(Saved entries)
★ ★ ★ ★ ★
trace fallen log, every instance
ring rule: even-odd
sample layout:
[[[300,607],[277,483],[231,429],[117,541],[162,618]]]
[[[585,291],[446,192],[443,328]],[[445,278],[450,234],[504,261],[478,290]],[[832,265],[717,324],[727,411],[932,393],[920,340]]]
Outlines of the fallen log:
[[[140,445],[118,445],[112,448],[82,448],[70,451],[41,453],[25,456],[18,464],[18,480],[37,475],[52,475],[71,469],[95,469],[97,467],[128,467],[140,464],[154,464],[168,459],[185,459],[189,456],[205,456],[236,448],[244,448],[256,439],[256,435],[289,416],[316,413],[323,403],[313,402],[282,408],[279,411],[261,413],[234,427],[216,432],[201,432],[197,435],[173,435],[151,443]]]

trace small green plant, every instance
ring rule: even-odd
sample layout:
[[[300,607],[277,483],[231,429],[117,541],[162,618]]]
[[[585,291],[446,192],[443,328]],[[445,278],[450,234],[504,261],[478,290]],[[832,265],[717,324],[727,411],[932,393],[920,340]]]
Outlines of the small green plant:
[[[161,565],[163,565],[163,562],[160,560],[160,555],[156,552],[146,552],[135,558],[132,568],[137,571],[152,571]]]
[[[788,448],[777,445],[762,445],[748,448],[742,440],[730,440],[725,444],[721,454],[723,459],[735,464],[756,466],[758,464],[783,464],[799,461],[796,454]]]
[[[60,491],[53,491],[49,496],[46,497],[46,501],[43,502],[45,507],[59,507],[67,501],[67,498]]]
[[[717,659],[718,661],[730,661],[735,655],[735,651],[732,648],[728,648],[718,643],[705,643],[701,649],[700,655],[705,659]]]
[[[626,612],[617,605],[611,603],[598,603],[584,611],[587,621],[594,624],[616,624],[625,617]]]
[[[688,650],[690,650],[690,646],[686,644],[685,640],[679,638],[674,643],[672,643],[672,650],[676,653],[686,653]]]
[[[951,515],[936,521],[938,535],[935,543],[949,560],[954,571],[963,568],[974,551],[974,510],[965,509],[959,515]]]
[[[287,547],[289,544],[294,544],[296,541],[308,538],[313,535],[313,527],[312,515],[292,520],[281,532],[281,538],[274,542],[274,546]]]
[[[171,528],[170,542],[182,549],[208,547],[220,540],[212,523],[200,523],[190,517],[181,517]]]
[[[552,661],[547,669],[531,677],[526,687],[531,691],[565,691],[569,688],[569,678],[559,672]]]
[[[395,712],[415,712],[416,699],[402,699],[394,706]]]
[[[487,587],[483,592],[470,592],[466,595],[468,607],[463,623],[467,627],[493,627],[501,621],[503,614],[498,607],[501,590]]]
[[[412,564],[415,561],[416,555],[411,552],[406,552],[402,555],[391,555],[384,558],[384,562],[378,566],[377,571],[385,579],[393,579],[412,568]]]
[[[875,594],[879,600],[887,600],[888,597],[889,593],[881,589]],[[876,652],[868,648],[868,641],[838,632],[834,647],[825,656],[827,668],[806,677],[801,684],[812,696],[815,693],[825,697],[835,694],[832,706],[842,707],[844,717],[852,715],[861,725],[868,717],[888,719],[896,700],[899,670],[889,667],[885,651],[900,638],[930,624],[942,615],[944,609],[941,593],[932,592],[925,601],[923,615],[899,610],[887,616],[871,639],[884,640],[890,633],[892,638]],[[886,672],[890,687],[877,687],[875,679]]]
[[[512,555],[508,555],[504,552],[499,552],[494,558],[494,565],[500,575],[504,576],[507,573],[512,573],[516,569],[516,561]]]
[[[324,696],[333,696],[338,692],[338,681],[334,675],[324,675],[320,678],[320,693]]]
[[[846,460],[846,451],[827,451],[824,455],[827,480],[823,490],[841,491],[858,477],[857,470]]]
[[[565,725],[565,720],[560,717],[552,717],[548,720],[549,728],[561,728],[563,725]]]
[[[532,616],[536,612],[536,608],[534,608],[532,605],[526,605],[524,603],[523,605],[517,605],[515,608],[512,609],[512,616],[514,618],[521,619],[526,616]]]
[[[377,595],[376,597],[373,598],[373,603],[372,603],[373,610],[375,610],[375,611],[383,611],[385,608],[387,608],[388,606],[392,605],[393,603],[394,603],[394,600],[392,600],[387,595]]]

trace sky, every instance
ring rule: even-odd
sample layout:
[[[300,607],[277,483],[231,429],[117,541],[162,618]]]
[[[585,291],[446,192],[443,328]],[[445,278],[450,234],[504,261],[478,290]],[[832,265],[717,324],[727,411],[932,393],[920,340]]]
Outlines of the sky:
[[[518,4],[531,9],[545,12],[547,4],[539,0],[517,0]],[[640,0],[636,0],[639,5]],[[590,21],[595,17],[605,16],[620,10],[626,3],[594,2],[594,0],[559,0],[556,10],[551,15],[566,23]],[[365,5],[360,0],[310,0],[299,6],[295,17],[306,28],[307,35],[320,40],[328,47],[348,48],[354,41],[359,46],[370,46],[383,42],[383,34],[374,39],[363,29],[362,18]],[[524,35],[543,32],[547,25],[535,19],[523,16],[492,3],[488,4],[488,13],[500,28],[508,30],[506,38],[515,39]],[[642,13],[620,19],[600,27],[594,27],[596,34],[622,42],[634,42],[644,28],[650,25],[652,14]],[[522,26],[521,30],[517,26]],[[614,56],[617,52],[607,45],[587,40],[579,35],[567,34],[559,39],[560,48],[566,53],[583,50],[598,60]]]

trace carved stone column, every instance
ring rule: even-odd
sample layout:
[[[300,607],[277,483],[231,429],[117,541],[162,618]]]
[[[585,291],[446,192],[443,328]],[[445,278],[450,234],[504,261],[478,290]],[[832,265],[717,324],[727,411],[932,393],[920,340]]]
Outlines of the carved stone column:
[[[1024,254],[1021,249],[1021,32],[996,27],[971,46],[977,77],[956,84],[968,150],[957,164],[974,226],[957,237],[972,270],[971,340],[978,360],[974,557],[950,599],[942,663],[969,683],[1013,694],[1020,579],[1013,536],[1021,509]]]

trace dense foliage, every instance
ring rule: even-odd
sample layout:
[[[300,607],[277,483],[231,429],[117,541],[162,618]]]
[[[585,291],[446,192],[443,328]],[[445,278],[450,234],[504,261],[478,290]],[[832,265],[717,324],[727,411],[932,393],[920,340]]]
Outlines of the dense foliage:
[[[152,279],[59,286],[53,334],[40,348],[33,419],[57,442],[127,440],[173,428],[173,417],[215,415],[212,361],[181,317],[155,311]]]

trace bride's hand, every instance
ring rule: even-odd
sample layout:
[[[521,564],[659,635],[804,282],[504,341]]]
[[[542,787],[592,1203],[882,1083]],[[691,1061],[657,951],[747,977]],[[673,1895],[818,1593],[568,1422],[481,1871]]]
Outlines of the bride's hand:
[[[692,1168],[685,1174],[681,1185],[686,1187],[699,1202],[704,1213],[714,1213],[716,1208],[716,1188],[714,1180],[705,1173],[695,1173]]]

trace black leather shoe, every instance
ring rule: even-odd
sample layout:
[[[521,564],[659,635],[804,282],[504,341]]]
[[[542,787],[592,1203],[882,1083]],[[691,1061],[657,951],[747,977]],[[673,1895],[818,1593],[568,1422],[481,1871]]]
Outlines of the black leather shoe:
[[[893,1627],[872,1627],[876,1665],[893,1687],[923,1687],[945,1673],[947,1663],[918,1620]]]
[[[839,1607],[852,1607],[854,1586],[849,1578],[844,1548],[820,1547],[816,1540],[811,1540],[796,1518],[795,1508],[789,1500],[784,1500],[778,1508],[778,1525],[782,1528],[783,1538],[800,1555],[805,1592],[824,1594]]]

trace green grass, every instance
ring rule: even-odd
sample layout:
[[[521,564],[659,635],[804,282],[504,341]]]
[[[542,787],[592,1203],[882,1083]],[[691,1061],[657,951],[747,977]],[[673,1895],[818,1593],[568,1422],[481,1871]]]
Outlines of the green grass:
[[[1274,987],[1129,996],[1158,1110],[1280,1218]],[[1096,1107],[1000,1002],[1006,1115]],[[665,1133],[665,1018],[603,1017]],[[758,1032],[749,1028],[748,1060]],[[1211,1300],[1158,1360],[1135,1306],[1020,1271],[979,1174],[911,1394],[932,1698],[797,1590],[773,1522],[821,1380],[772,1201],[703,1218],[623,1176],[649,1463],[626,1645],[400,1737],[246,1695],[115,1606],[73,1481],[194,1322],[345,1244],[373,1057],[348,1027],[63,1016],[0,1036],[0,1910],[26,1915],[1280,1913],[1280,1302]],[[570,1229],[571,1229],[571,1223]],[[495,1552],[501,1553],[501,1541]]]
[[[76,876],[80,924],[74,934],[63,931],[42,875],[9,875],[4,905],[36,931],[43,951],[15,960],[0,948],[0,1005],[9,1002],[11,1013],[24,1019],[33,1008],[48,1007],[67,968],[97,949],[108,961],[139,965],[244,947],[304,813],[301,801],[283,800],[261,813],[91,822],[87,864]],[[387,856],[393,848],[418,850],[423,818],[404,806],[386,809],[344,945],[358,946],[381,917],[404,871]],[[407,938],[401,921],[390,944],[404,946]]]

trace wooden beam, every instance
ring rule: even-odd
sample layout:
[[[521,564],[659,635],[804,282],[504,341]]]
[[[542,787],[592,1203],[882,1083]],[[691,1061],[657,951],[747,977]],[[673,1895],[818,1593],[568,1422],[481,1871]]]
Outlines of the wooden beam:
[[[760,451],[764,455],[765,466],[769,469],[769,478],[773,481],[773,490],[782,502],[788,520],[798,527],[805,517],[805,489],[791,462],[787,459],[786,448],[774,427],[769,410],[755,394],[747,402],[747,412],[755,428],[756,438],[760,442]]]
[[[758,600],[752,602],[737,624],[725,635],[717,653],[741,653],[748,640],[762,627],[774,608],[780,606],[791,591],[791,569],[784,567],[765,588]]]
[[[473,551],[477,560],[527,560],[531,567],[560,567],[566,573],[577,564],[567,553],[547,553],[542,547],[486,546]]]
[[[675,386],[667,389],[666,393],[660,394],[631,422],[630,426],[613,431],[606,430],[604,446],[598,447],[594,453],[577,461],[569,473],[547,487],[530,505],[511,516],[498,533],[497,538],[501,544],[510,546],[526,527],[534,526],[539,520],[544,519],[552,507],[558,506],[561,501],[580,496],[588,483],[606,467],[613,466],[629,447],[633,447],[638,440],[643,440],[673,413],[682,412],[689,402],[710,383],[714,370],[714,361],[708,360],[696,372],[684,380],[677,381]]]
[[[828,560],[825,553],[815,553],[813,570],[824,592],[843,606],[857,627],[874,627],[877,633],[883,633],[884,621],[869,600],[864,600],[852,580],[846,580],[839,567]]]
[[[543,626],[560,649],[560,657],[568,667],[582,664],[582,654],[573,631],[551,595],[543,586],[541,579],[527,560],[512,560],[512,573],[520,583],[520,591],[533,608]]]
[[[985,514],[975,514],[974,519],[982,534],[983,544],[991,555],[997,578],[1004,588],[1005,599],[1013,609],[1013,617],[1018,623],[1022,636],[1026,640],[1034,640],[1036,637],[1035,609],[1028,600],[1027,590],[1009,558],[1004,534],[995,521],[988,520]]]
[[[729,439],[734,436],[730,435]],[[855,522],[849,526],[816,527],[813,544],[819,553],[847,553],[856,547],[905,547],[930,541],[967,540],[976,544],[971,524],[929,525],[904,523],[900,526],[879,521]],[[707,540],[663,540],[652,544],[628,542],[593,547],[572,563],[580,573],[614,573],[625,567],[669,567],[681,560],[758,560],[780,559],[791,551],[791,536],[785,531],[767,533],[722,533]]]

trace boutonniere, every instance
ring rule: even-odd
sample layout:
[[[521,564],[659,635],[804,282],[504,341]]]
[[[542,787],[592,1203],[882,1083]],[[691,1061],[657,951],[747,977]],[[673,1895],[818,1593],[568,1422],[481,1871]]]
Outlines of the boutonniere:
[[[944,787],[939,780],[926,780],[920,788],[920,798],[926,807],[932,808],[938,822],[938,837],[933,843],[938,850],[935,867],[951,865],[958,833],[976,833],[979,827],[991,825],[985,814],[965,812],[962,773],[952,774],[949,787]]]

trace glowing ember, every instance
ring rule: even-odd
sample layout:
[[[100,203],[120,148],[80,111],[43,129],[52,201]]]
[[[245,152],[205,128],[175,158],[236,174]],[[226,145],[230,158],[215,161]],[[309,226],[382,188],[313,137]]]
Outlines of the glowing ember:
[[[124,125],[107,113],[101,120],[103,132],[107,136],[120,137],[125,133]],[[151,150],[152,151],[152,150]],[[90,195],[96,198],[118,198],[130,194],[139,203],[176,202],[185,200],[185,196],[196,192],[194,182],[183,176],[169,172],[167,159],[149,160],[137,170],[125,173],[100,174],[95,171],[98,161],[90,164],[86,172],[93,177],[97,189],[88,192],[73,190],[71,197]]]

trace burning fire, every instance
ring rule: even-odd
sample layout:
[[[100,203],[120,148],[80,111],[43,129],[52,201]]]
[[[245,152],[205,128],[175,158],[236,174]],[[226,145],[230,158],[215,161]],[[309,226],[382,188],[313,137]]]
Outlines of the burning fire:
★ ★ ★ ★ ★
» **Problem description**: The lines to return are those in the entries above that include "trace".

» **Your solution**:
trace fallen log, every instance
trace small green plant, every instance
trace sky, every instance
trace carved stone column, every instance
trace dense foliage, every instance
trace bride's hand, every instance
trace black leather shoe, every instance
trace green grass, every instance
trace wooden beam, every instance
trace boutonniere, every instance
trace glowing ember, every instance
trace burning fire, every instance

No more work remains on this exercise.